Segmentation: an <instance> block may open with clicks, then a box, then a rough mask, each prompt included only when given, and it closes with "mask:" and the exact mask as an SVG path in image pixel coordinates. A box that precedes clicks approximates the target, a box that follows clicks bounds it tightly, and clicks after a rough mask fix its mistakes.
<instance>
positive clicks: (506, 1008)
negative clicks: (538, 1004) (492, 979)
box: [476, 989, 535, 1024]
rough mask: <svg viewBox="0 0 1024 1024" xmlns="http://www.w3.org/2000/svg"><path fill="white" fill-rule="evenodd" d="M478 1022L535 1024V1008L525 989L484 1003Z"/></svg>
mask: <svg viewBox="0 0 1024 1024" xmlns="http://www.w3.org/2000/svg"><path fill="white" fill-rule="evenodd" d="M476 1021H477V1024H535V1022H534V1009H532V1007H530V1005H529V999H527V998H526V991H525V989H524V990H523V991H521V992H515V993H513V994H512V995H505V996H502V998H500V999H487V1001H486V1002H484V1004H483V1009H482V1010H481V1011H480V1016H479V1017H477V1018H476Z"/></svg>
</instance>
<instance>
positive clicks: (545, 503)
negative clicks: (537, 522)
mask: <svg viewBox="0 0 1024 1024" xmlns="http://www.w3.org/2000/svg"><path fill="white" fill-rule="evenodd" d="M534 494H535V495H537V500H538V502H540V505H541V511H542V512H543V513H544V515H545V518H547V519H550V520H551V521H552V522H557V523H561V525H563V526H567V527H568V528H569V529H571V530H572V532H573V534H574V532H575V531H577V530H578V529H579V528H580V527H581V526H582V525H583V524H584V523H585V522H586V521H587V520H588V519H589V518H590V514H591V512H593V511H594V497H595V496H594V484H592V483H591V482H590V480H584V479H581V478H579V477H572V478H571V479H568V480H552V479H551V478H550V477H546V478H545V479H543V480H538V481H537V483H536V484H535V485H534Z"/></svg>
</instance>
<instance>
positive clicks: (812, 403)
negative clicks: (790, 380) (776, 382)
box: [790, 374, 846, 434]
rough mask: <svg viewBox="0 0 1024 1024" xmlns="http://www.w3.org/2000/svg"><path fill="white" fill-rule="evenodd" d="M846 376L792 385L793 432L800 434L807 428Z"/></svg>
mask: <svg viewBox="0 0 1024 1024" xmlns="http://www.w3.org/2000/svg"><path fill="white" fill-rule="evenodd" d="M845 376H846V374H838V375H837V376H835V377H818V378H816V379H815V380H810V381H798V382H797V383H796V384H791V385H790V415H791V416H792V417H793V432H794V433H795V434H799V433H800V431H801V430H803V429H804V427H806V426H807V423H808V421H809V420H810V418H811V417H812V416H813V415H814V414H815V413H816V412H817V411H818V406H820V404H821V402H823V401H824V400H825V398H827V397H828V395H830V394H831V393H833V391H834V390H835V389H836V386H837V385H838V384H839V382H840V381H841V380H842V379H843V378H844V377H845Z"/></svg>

• • • •

Exercise details: Extract, from the material above, each line holding the word "positive".

Written reply:
positive clicks: (506, 1008)
positive clicks: (545, 503)
positive clicks: (812, 403)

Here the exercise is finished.